BEGIN SELECTED TEXT

In October 2021, 4.2 million Americans quit their jobs, a trend mirrored in the rest of the Organisation for Economic Co-operation and Development (OECD). Where did they go?
Some pundits framed this “Great Resignation” as an exodus of disenfranchised workers fed up with corporate life. The facts tell a different story: employee engagement is near an all-time high, while unemployment is near an all-time low.
The Great Resignation: economic facts in context
The rate of “quits” hit a record in late 2021 and has remained high. But quits data is skewed by the rate of quits in the Accommodation and Food Service sector. These industries have twice the average quits in comparison to other occupations.
Workers are leaving for new jobs, not leaving the workforce. They only resign with a new opportunity on the horizon or in hand. The ratio of employment seekers to open jobs has not been this low since the 1960s. There are approximately two vacant jobs for every job seeker. Normally, there are several job seekers for every vacancy.
Workers aren’t resigned. Engagement, according to Pew Research surveys, is near an all-time high. Average engagement data masks significant variations in employee experience. What matters more is workforce engagement and the different effect of policies on different cohorts.
(Data drawn from Bureau of Labor Statistics, The Brookings Institute, Pew Research, National Bureau of Economic Research, The San Francisco Federal Reserve, The Economist.)
Causes of the Great Resignation
When the pandemic forced virtual working upon us, many workers decided they preferred it. Data suggests workers are “pumped” by the new flexibility. There is a wider realization that office environments and office culture were designed with an idealized worker in mind, not around a diversity of worker needs. This “one size fits all” design actually served very few.
Moreover, knowledge workers are increasingly able to work anywhere in the country. This allows them to pursue “dream jobs” that offer a purpose, not just a paycheck. This “hyper-mobility” helps employers broaden their talent search, with companies in Chattanooga recruiting talent from Silicon Valley and firms in New York hiring developers in Bulgaria.

END SELECTED TEXT
BEGIN DATA SHOWN

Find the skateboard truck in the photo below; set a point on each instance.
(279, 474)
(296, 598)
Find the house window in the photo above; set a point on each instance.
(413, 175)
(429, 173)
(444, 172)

END DATA SHOWN

▶ [WORK TO BE COMPLETED]: Could you restate the part of the Great Resignation text that opens with "The Great Resignation: economic" and closes with "to other occupations.", substituting "resignations" for "quits" throughout?

▶ [ANSWER BOX]:
The Great Resignation: economic facts in context
The rate of “resignations” hit a record in late 2021 and has remained high. But resignations data is skewed by the rate of resignations in the Accommodation and Food Service sector. These industries have twice the average resignations in comparison to other occupations.